**Vorliegender Text:**

▼

Es gibt eine Handvoll Punkte, an denen man als Schriftsteller permanent arbeiten sollte, um stetig zu wachsen und immer besser zu werden.
Einer dieser Punkte ist der eigene Wortschatz und die Fähigkeit, sich klar und abwechslungsreich auszudrücken. Das gilt für Romanschriftsteller mindestens ebenso sehr wie für Sachbuchautoren.
Als Romanschriftsteller kann man diese Fähigkeit nicht nur beim eigentlichen Schreiben üben, sondern auch im Alltag – und das ganz ohne zusätzliche Zeit investieren zu müssen.
Das mag auf den ersten Blick unrealistisch klingen, doch die Lösung ist verblüffend einfach. So einfach, dass kaum jemand darauf kommt.
Es geht darum, wie man ungenutzte Pausen und langweilige Momente nutzt. Natürlich kann man diese Zeiten nutzen, um beispielsweise über offene Fragen rund um die eigene Romanhandlung nachzudenken oder die nächste Szene im Kopfkino ablaufen zu lassen, um diese am nächsten Morgen besser und flüssiger schreiben zu können.
All das ist gut, richtig und empfehlenswert – aber offen gestanden hat man auch dazu nicht immer Lust. Manchmal fällt einem partout nichts ein, über das man nachdenken müsste – und wenn man beispielsweise zurzeit an der Revision eines Manuskripts arbeitet, hat das Kopfkino für neue Szenen ohnehin Sendepause.
Nutzen Sie diese ansonsten ungenutzten Zeiten daher, um alles, was Sie sehen, hören, riechen, fühlen und empfinden, gedanklich zu formulieren.
Sagen wir, Sie gehen durch die Fußgängerzone Ihrer Stadt, weil Sie etwas abholen müssen. Beschreiben Sie gedanklich, was Sie sehen, hören und riechen – und zwar so, wie Sie es auf den Seiten eines Romans beschreiben würden.
Beschreiben Sie die Bewegungen der Tauben, die sich in der Nähe des Imbissstands um Brötchenkrümel und runtergefallene Pommes Frites streiten.
Beschreiben Sie die ältere Dame, die mit ihrem Mann neben Ihnen an der Fußgängerampel steht. So, wie Sie sie in einem Roman beschreiben würde, um mit wenigen, aussagekräftigen Attributen die Figur vor dem geistigen Auge Ihrer Leser zum Leben zu erwecken.
Wählen Sie drei besonders charakteristische Eigenschaften bzw. Details, anhand derer ein Fremder diese Frau unter hundert anderen Passanten eindeutig erkennen würde.
Bleiben Sie nicht allgemein, sondern werden Sie spezifisch. Wenn sie eine auffällige Bluse anhat – wie würden Sie das Muster und/oder die Farbe ihrer Bluse kurz und knapp beschreiben?
Diese Übung mag auf den ersten Blick banal erscheinen, doch das ist sie keinesfalls. Wenn Sie es in der Praxis ausprobieren, werden Sie sehr schnell merken, wie oft Sie an Ihre Grenzen stoßen und länger über eine passende Formulierung nachgrübeln müssen, als Sie dafür Zeit haben. Die Fußgängerampel wird grün, alle strömen hastig über die Straße – und Sie überlegen immer noch, wie man diesen Farbton nennt oder wie man jene Frisur beschreiben könnte.

▲

**Aufgaben:**
A - Prüfen Sie, ob die folgenden Aussagen mit dem Text über die Wortschatzübung im Alltag übereinstimmen, und belegen Sie jede Entscheidung mit einem wörtlichen Zitat. (i) Die Übung im Alltag erfordert zusätzliche Zeit. (ii) Bei der Beschreibung der älteren Dame soll man drei charakteristische Eigenschaften oder Details auswählen. (iii) Die Fähigkeit, sich klar auszudrücken, ist nur für Sachbuchautoren wichtig.
B - Benennen Sie in den Datensätzen „snug“ in „tight“ um und geben Sie dabei die Zeilen von derjenigen mit „Detection annotation — mark the window“ bis zum Ende der Datensätze vollständig wieder. Alles andere bleibt unverändert.

**Gegebene Daten:**
▼

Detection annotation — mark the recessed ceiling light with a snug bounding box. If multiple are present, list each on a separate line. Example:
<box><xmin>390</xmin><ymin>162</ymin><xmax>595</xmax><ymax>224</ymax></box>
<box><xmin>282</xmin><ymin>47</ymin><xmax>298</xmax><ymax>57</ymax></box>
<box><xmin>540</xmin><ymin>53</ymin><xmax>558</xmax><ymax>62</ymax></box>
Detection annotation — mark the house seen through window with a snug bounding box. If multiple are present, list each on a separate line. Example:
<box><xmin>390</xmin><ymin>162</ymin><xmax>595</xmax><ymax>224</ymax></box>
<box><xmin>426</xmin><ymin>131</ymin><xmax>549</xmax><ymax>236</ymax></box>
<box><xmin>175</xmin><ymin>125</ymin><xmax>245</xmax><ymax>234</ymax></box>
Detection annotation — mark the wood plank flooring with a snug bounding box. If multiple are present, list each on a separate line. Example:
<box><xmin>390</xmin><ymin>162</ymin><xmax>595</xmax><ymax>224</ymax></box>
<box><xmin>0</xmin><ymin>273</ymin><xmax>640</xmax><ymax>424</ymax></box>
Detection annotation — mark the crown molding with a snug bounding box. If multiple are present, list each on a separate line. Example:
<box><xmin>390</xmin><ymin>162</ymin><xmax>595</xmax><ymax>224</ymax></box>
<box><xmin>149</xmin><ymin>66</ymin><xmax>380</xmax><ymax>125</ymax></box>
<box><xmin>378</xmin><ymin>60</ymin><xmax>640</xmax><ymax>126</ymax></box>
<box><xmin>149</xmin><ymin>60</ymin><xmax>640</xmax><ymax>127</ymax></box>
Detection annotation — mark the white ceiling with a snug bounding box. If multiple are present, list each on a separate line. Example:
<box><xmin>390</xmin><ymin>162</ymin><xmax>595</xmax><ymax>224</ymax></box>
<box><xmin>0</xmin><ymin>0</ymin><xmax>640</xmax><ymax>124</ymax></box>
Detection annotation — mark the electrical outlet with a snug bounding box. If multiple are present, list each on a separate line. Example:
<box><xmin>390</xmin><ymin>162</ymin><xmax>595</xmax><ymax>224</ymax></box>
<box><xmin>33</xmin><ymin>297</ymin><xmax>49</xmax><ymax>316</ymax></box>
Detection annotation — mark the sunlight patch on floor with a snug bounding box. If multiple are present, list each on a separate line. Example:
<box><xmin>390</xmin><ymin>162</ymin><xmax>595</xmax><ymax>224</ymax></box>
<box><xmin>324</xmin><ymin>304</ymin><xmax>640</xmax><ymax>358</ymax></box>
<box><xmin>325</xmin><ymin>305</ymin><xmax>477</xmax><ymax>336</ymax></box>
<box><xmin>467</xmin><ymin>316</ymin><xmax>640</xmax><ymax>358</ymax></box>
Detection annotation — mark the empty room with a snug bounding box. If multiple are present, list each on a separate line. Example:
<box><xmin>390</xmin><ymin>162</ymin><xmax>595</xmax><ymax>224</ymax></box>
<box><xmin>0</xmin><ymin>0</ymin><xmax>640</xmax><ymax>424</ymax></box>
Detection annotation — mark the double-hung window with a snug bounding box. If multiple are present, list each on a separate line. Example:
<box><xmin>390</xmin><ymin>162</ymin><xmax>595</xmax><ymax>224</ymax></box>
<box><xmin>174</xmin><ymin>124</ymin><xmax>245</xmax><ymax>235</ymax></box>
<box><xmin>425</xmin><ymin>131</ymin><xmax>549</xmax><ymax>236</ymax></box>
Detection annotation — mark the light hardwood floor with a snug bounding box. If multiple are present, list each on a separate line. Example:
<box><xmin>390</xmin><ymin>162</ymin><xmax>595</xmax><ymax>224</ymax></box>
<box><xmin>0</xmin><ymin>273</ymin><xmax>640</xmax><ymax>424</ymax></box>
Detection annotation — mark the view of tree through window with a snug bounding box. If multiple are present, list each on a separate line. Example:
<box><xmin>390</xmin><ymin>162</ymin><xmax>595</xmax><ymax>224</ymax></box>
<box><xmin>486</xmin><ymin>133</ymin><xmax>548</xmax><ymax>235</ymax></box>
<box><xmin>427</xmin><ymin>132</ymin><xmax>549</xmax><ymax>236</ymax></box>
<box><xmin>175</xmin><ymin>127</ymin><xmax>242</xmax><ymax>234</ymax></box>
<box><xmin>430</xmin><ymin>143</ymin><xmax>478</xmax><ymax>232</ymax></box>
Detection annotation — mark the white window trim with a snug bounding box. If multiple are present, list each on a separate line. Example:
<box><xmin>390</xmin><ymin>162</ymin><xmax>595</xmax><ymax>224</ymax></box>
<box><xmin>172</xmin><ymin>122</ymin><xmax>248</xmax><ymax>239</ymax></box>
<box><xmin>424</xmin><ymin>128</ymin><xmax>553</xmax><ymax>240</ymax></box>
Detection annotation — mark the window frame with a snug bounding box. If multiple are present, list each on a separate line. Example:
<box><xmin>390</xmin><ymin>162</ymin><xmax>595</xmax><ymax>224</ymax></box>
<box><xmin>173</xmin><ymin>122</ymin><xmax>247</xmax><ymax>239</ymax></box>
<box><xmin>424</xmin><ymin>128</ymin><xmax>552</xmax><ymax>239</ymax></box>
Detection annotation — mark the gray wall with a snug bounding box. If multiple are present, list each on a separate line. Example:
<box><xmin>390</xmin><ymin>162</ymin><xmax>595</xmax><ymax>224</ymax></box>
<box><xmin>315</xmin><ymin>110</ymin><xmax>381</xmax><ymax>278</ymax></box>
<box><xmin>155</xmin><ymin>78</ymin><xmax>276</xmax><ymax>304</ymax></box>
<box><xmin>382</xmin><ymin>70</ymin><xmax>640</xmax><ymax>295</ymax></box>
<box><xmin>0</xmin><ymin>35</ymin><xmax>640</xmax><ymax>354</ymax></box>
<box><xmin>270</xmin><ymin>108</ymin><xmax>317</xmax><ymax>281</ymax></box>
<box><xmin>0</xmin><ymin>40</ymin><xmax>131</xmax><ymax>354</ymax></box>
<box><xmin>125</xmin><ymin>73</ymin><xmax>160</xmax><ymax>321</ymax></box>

▲

**Lösungen:**
A -
(i) Nein: „und das ganz ohne zusätzliche Zeit investieren zu müssen“
(ii) Ja: „Wählen Sie drei besonders charakteristische Eigenschaften bzw. Details“
(iii) Nein: „Das gilt für Romanschriftsteller mindestens ebenso sehr wie für Sachbuchautoren.“

B -
Detection annotation — mark the window frame with a tight bounding box. If multiple are present, list each on a separate line. Example:
<box><xmin>390</xmin><ymin>162</ymin><xmax>595</xmax><ymax>224</ymax></box>
<box><xmin>173</xmin><ymin>122</ymin><xmax>247</xmax><ymax>239</ymax></box>
<box><xmin>424</xmin><ymin>128</ymin><xmax>552</xmax><ymax>239</ymax></box>
Detection annotation — mark the gray wall with a tight bounding box. If multiple are present, list each on a separate line. Example:
<box><xmin>390</xmin><ymin>162</ymin><xmax>595</xmax><ymax>224</ymax></box>
<box><xmin>315</xmin><ymin>110</ymin><xmax>381</xmax><ymax>278</ymax></box>
<box><xmin>155</xmin><ymin>78</ymin><xmax>276</xmax><ymax>304</ymax></box>
<box><xmin>382</xmin><ymin>70</ymin><xmax>640</xmax><ymax>295</ymax></box>
<box><xmin>0</xmin><ymin>35</ymin><xmax>640</xmax><ymax>354</ymax></box>
<box><xmin>270</xmin><ymin>108</ymin><xmax>317</xmax><ymax>281</ymax></box>
<box><xmin>0</xmin><ymin>40</ymin><xmax>131</xmax><ymax>354</ymax></box>
<box><xmin>125</xmin><ymin>73</ymin><xmax>160</xmax><ymax>321</ymax></box>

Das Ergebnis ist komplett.